--- Provided text Enclosed Below ---
NBP prevents OVX-induced bone loss. (A) The representative images of Micro-CT of proximal femur per group. (B–E) The parameters related to the bone microstructure (Tb.Th, Tb. Sp, Tb.N, BV/TV) were quantified using Micro-CT software. (F) Representative Micro-CT representative images of cortical femur were acquired in various groups. (G–I) Quantification of the parameters related to the microstructure of the bone (BV/TV, B.Ar, B.Pm) in the cortical bone of the proximal femur in different groups. *p < 0.05, **p < 0.01, ***p < 0.001 relative to the 0 mg/kg. All data of the bar are presented as the mean ± SD (n = 6 per group).

FIGURE 4

NBP prevents OVX-induced bone loss and reduce osteoclasts. (A) Representative HE staning images of femurs in different groups. (B) Quantification the percentage of bone trabecular. (C) Representative TRAcP staining images of femur. (D) Quantification of osteoclast number/bone surface. *p < 0.05, **p < 0.01, ***p < 0.001 relative to the 0 mg/kg. All data of the bar are presented as the mean ± SD (n = 3 per group).
--- End of Enclosed Provided text ---
--- Information given Enclosed Below ---
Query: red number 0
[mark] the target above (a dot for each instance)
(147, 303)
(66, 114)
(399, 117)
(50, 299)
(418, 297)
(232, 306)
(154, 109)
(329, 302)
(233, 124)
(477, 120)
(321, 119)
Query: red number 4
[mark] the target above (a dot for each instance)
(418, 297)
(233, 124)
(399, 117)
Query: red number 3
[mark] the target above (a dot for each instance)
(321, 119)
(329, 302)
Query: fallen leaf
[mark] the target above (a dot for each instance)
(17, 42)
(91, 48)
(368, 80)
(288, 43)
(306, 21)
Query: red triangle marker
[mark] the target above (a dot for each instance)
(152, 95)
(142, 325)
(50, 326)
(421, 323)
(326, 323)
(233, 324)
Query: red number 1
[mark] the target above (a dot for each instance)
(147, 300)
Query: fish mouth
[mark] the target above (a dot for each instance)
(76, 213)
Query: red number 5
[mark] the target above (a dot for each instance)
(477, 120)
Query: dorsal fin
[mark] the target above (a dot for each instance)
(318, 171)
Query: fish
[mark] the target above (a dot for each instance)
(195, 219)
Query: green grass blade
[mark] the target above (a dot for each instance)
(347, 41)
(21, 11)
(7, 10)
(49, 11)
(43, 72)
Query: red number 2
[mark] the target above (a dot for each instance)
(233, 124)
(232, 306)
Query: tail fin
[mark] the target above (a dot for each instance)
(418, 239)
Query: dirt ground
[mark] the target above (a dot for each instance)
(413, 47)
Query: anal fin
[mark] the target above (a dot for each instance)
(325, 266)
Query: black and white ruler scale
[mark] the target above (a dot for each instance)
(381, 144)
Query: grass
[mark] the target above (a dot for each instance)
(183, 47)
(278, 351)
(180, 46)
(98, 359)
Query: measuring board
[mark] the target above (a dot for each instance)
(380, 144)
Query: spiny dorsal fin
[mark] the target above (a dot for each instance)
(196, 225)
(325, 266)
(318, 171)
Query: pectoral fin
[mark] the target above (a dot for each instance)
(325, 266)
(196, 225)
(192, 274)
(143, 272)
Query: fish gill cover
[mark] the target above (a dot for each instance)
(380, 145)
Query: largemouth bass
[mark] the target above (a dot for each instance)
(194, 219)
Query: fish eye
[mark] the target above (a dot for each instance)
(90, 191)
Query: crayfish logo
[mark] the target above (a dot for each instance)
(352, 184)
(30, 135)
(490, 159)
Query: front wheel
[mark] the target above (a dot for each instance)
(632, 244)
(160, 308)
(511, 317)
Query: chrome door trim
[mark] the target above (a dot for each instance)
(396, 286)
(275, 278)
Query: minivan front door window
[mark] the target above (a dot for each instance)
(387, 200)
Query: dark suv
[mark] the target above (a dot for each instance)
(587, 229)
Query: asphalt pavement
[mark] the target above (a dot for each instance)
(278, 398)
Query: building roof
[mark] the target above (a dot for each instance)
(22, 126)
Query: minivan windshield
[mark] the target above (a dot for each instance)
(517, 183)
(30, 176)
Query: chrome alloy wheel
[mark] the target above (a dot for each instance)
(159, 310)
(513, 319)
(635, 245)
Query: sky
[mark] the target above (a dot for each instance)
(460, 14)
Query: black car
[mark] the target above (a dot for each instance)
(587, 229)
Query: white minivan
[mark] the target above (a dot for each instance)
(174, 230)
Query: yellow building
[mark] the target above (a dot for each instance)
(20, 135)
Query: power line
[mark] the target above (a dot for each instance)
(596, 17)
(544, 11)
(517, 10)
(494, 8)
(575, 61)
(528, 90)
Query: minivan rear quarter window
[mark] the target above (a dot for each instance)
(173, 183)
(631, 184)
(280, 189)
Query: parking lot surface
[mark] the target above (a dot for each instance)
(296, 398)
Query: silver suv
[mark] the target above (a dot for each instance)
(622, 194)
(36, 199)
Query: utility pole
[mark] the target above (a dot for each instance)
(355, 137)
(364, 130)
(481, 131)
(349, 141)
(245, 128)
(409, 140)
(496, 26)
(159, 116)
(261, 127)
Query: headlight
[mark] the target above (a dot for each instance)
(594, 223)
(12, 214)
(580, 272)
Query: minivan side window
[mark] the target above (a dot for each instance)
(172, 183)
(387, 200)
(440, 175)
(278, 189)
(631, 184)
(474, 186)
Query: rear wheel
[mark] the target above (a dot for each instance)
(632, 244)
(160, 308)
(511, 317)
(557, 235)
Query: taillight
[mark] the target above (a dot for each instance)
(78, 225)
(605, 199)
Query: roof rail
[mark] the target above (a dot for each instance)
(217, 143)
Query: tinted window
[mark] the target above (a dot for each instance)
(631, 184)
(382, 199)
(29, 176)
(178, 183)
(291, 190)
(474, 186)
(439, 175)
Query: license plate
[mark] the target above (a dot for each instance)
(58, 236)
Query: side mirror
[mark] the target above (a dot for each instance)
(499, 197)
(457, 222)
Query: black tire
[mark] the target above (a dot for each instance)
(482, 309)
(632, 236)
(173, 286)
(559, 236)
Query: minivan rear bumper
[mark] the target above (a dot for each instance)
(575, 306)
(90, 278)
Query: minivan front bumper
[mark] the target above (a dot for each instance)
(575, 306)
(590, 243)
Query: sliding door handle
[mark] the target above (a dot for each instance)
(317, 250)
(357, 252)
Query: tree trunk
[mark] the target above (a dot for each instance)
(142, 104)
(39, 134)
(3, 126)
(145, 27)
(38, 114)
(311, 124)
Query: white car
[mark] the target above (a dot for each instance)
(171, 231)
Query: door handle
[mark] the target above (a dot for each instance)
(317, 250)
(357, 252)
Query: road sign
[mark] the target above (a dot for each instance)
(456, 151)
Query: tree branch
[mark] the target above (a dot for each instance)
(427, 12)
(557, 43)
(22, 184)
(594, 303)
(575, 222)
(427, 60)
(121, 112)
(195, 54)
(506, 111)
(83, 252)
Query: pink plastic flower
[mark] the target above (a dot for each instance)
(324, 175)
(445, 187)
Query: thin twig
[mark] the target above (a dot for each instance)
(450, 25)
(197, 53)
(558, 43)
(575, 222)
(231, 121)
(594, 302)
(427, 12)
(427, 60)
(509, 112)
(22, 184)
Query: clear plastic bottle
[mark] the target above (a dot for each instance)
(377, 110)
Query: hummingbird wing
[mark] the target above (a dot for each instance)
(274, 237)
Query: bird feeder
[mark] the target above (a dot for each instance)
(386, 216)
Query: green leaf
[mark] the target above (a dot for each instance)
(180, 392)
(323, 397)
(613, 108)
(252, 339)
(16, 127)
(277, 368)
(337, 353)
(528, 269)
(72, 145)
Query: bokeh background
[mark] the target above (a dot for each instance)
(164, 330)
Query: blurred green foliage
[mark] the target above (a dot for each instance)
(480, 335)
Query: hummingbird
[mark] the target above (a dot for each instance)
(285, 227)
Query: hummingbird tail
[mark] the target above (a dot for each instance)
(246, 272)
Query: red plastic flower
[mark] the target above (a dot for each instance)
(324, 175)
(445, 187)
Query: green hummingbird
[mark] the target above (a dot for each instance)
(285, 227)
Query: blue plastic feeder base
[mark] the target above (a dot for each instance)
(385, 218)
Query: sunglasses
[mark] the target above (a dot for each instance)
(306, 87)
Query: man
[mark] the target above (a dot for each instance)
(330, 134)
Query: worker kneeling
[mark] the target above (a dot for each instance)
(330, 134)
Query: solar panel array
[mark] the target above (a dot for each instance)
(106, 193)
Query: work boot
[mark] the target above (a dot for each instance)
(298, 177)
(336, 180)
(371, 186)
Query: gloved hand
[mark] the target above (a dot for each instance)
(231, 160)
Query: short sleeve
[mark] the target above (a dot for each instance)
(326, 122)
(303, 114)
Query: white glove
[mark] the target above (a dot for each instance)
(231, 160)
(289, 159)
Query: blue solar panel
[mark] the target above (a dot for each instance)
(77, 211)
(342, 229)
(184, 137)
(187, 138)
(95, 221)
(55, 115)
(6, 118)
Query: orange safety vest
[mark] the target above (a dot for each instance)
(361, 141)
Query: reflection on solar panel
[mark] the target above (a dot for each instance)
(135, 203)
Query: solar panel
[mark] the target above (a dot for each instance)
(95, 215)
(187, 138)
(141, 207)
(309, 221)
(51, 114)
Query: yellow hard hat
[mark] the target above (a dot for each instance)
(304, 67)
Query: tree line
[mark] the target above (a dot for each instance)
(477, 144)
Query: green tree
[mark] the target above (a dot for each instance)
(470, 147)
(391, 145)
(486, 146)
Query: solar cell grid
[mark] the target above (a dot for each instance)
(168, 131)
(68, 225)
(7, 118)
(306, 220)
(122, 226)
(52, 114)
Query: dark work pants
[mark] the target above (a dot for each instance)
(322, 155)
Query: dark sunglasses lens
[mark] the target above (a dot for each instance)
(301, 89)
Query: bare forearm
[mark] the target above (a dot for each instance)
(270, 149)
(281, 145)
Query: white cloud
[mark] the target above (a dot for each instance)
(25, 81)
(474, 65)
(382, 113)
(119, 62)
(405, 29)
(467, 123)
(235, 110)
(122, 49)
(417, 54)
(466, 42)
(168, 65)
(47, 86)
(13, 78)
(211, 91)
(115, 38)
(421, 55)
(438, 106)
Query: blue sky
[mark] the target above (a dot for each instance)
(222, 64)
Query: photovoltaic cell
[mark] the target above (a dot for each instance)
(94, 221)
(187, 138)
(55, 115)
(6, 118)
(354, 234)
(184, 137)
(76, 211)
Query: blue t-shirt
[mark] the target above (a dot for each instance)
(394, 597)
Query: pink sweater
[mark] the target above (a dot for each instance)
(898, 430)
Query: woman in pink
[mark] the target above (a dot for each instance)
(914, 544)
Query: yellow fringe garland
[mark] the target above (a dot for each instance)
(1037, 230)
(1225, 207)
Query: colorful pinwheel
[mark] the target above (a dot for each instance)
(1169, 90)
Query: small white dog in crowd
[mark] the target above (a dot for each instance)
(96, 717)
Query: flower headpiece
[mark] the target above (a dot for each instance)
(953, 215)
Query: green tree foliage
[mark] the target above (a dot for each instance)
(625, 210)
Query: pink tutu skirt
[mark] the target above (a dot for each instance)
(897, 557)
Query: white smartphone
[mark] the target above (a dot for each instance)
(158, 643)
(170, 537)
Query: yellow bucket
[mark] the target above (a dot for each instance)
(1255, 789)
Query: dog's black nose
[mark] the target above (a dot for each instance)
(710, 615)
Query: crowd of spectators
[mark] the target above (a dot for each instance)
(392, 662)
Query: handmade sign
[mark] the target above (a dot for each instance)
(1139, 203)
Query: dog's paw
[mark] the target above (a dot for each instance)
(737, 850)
--- End of Enclosed Information given ---
#### [Tasks]
A. Do these statements agree with the figure captions? Answer yes or no for each, and quote the words that decide it.
(i) The Micro-CT bar data come from six animals per group.
(ii) The HE staining images show tibias.
(iii) Significance is reported relative to the 0 mg/kg group.
B. Sum up the figure captions in two sentences.
C. Rewrite the figure captions, starting at "NBP prevents OVX-induced bone loss." and ending at "6 per group).", and replace "proximal femur" with "distal femur".
The material has nothing to do with the figure captions.

#### [Solutions in order]
A.
(i) Yes: "All data of the bar are presented as the mean ± SD (n = 6 per group)."
(ii) No: "Representative HE staning images of femurs in different groups."
(iii) Yes: "*p < 0.05, **p < 0.01, ***p < 0.001 relative to the 0 mg/kg."

B. Micro-CT images and measurements of the proximal femur, in both trabecular and cortical bone, show that NBP prevents bone loss caused by OVX. A second figure adds HE and TRAcP staining of the femur, with counts of bone trabecular percentage and osteoclast number per bone surface, showing that NBP also reduces osteoclasts.

C.
NBP prevents OVX-induced bone loss. (A) The representative images of Micro-CT of distal femur per group. (B–E) The parameters related to the bone microstructure (Tb.Th, Tb. Sp, Tb.N, BV/TV) were quantified using Micro-CT software. (F) Representative Micro-CT representative images of cortical femur were acquired in various groups. (G–I) Quantification of the parameters related to the microstructure of the bone (BV/TV, B.Ar, B.Pm) in the cortical bone of the distal femur in different groups. *p < 0.05, **p < 0.01, ***p < 0.001 relative to the 0 mg/kg. All data of the bar are presented as the mean ± SD (n = 6 per group).